EXERCISE AIM -
Show each line of the material below that contains the word "wooden", copied in full.

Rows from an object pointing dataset
--------------------------------------------------
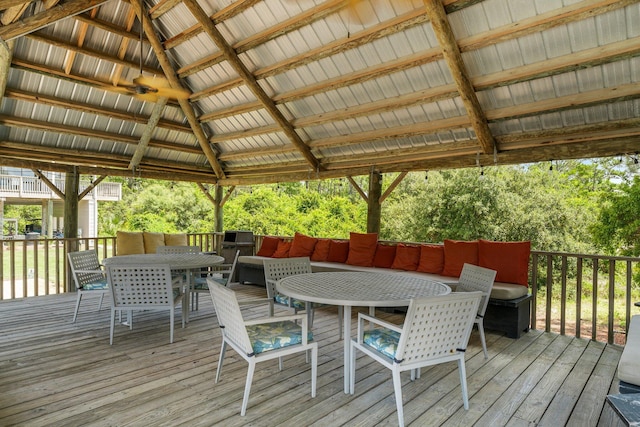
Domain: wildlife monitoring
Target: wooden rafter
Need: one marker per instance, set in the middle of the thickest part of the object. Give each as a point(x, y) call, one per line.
point(171, 76)
point(48, 17)
point(250, 81)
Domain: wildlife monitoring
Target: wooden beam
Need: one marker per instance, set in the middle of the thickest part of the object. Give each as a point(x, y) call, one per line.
point(91, 186)
point(91, 133)
point(356, 187)
point(42, 177)
point(46, 18)
point(170, 73)
point(6, 51)
point(148, 131)
point(63, 103)
point(251, 82)
point(392, 187)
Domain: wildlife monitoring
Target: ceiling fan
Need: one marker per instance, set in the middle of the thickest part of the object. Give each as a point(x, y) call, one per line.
point(150, 88)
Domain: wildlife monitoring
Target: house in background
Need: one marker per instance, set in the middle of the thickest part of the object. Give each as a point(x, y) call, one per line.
point(24, 187)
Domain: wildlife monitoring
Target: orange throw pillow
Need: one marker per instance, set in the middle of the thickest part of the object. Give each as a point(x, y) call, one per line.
point(338, 251)
point(268, 246)
point(431, 259)
point(456, 253)
point(321, 251)
point(509, 259)
point(362, 249)
point(302, 245)
point(385, 254)
point(283, 250)
point(407, 257)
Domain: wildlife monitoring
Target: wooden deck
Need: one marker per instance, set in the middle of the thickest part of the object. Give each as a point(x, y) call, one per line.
point(53, 372)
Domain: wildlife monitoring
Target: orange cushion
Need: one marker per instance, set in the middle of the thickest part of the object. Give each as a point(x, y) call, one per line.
point(385, 254)
point(302, 245)
point(283, 250)
point(321, 251)
point(509, 259)
point(176, 239)
point(338, 251)
point(129, 242)
point(431, 259)
point(407, 257)
point(362, 249)
point(268, 246)
point(456, 253)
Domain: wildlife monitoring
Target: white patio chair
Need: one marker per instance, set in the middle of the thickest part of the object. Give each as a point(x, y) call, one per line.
point(178, 250)
point(260, 339)
point(436, 330)
point(279, 268)
point(221, 273)
point(474, 278)
point(144, 287)
point(88, 275)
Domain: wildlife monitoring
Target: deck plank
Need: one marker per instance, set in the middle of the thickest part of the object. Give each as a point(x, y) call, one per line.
point(54, 372)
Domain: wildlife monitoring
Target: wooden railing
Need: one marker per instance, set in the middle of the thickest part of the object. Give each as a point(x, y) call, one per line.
point(573, 294)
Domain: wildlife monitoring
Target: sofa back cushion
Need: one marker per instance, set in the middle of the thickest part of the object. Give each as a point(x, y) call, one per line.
point(385, 254)
point(407, 257)
point(268, 246)
point(456, 253)
point(321, 251)
point(362, 249)
point(509, 259)
point(282, 251)
point(128, 243)
point(152, 241)
point(431, 259)
point(302, 246)
point(176, 239)
point(338, 251)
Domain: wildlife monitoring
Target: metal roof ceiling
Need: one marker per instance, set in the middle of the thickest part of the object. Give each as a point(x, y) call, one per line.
point(284, 90)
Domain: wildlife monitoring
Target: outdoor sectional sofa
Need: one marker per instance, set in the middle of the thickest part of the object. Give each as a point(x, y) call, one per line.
point(509, 306)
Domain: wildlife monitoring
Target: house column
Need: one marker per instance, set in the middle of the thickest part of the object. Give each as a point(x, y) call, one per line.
point(374, 206)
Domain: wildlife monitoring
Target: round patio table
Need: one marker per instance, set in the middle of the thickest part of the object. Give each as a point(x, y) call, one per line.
point(176, 262)
point(353, 289)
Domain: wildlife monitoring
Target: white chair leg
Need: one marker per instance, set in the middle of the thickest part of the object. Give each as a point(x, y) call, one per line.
point(482, 340)
point(352, 370)
point(397, 388)
point(172, 318)
point(113, 321)
point(247, 387)
point(314, 370)
point(75, 313)
point(463, 383)
point(222, 350)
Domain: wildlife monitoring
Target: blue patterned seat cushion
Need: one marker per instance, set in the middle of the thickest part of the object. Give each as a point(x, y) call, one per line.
point(284, 300)
point(201, 283)
point(100, 284)
point(271, 336)
point(384, 341)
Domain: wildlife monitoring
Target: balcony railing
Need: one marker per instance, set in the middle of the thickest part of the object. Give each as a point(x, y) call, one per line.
point(573, 294)
point(26, 187)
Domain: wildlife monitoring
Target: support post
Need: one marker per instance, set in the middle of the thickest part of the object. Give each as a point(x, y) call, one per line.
point(219, 216)
point(72, 188)
point(374, 207)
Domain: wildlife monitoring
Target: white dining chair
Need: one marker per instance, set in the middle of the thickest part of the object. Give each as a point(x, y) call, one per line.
point(259, 340)
point(436, 330)
point(475, 278)
point(144, 287)
point(89, 276)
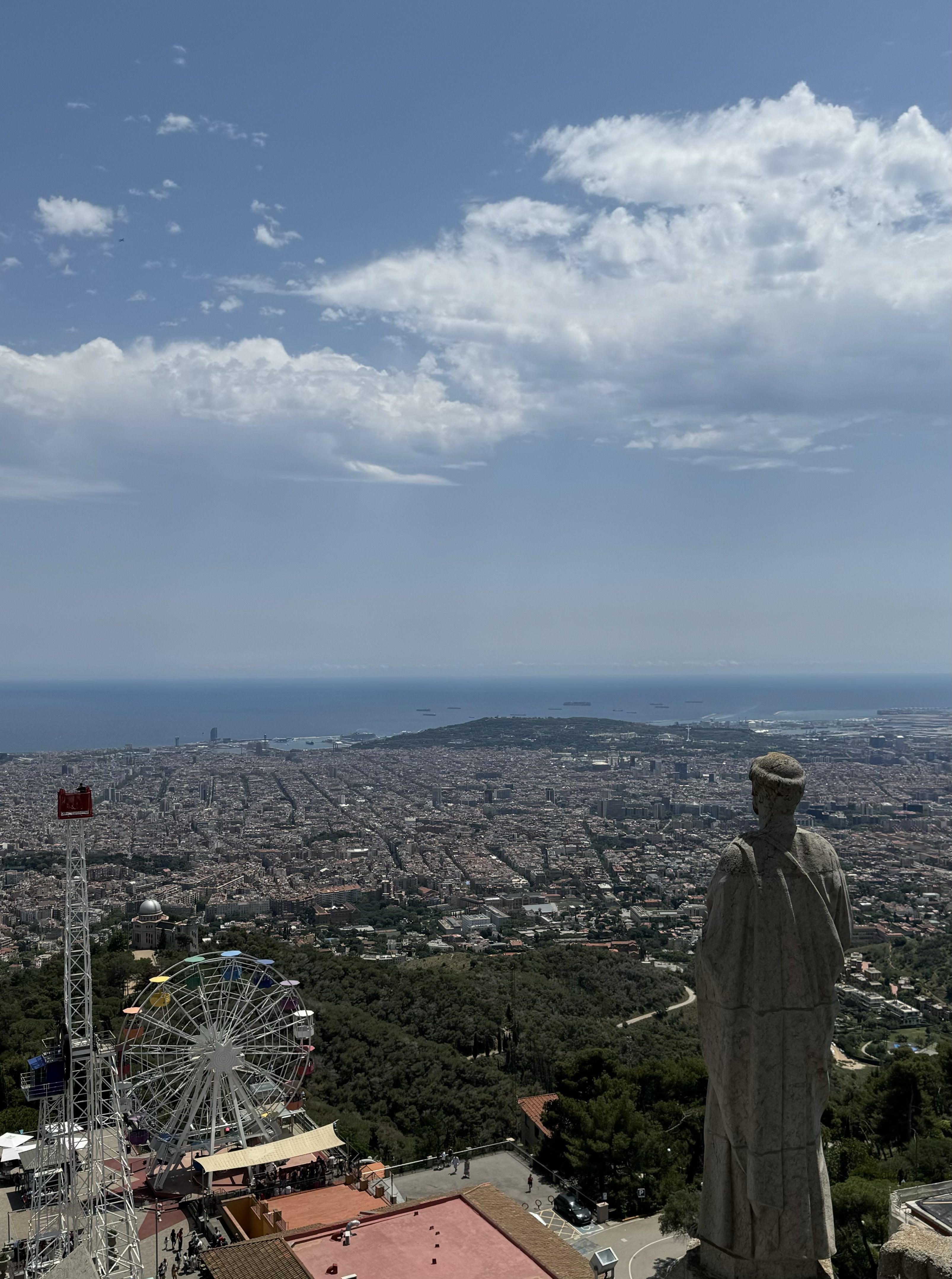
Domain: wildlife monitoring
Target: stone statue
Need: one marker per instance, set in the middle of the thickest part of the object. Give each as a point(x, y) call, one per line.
point(770, 956)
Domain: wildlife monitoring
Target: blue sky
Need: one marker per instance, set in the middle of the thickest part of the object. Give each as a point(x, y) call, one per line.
point(372, 337)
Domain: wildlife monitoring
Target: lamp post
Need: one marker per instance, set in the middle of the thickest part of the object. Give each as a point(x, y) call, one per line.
point(159, 1218)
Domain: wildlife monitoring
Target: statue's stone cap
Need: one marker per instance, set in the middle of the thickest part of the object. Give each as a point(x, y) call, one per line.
point(780, 778)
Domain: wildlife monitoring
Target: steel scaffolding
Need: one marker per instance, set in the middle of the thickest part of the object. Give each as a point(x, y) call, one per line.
point(82, 1189)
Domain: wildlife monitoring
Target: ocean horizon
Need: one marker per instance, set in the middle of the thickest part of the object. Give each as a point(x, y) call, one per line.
point(59, 715)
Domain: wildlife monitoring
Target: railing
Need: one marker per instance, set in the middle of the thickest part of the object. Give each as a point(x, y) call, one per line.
point(509, 1145)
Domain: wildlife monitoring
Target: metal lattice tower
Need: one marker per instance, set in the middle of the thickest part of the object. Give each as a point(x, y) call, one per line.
point(82, 1189)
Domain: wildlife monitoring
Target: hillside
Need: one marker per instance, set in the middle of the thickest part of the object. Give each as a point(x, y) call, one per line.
point(578, 733)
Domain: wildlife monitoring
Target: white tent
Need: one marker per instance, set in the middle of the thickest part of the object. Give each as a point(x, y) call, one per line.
point(274, 1152)
point(16, 1139)
point(9, 1153)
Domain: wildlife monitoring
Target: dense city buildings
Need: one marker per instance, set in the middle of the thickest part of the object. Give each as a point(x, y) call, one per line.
point(493, 834)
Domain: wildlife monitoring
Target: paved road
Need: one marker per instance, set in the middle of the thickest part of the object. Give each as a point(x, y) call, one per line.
point(671, 1008)
point(638, 1243)
point(641, 1248)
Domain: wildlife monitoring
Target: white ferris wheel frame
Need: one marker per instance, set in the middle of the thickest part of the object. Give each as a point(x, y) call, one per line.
point(211, 1054)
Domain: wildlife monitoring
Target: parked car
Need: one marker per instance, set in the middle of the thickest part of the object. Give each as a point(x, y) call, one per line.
point(568, 1207)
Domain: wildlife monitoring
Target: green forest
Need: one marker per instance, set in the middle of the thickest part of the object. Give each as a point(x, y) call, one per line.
point(431, 1054)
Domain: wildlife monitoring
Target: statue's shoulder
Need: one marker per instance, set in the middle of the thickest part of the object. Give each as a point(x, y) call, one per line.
point(737, 859)
point(814, 852)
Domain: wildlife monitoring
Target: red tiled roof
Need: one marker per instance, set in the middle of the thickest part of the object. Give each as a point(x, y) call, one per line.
point(533, 1107)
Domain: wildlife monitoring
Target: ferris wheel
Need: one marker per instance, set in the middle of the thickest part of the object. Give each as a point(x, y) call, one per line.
point(210, 1057)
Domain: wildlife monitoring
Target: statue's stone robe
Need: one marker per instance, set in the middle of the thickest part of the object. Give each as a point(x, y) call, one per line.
point(770, 956)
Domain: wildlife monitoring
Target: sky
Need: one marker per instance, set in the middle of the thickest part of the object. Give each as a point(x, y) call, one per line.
point(475, 338)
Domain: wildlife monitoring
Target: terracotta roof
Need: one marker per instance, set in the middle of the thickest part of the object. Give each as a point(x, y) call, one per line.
point(533, 1107)
point(257, 1259)
point(324, 1205)
point(542, 1245)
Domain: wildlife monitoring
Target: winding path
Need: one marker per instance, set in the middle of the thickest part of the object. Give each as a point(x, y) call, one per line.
point(671, 1008)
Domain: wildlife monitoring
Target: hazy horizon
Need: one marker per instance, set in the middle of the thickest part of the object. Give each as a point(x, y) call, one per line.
point(435, 339)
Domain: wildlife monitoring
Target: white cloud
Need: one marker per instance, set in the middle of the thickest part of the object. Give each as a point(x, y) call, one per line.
point(252, 404)
point(173, 123)
point(742, 280)
point(273, 236)
point(20, 484)
point(726, 288)
point(384, 475)
point(62, 217)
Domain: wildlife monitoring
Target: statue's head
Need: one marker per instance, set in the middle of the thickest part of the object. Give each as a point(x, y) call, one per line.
point(777, 782)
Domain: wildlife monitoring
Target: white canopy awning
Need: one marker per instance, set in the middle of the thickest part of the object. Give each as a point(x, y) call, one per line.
point(273, 1152)
point(8, 1154)
point(17, 1139)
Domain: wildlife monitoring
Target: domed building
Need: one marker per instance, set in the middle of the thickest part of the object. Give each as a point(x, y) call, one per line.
point(147, 926)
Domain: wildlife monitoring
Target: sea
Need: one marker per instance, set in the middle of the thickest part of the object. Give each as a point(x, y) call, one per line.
point(312, 714)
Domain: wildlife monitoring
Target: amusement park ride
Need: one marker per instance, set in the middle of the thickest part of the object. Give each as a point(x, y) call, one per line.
point(211, 1056)
point(82, 1190)
point(214, 1053)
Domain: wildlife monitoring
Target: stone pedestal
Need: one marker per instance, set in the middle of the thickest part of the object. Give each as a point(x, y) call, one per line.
point(705, 1262)
point(917, 1253)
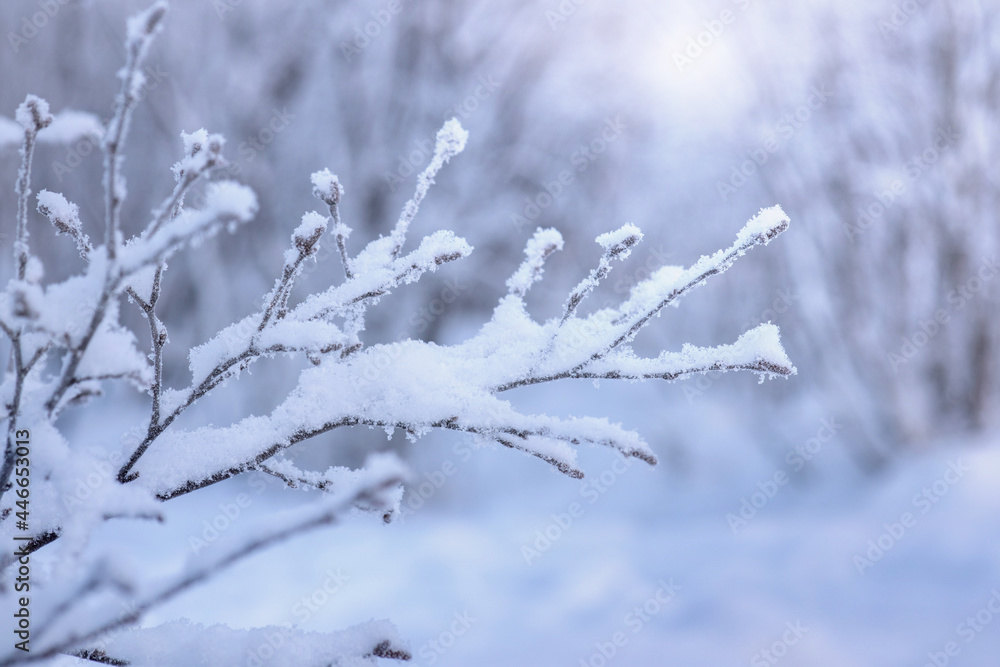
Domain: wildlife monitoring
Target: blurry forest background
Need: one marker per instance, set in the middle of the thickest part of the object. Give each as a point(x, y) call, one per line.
point(874, 125)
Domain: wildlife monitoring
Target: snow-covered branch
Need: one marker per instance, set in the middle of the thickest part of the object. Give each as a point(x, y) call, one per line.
point(68, 341)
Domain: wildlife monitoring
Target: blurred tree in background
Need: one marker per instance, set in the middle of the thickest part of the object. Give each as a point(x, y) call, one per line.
point(892, 173)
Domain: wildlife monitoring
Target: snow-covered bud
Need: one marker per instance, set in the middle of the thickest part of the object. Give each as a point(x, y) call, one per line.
point(327, 187)
point(451, 139)
point(65, 217)
point(202, 151)
point(620, 242)
point(309, 231)
point(33, 114)
point(145, 25)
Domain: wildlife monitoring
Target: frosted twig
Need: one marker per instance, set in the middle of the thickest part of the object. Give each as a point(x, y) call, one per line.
point(617, 245)
point(451, 139)
point(543, 243)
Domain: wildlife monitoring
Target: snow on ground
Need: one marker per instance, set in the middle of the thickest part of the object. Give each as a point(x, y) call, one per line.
point(639, 566)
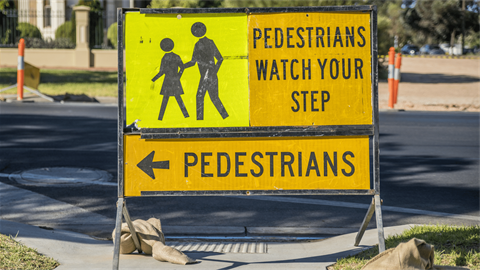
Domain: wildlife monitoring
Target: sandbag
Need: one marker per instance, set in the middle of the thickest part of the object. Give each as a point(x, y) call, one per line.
point(416, 254)
point(152, 242)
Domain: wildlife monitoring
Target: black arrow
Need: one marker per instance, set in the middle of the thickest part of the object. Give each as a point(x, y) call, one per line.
point(147, 165)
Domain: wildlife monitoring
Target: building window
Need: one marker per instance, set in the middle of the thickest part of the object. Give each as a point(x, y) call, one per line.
point(47, 14)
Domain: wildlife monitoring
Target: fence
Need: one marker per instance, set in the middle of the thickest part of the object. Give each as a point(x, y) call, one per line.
point(49, 29)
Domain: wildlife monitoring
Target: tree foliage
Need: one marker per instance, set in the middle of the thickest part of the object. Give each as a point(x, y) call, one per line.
point(66, 30)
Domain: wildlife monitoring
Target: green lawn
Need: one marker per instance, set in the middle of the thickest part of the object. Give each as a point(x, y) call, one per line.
point(14, 255)
point(55, 82)
point(454, 246)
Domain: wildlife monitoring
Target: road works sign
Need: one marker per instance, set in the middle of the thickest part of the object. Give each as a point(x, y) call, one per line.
point(245, 165)
point(247, 101)
point(264, 101)
point(248, 69)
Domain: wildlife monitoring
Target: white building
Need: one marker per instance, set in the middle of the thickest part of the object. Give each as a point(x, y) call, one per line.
point(48, 15)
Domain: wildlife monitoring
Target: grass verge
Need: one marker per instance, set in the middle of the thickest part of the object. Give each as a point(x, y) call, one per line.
point(54, 82)
point(14, 255)
point(454, 246)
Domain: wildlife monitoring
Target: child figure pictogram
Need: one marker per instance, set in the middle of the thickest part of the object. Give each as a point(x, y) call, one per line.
point(172, 67)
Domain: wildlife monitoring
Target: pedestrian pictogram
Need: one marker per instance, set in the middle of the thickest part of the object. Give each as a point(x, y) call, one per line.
point(192, 72)
point(209, 60)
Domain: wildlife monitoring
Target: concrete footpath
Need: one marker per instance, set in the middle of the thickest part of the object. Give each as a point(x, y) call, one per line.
point(74, 250)
point(79, 251)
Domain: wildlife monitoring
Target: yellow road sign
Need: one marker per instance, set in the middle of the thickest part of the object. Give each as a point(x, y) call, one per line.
point(226, 70)
point(186, 70)
point(245, 164)
point(310, 68)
--------------------------------------------------
WORKED SOLUTION -
Target: wooden rafter
Target: wooden beam
Target: wooden deck
Target: wooden railing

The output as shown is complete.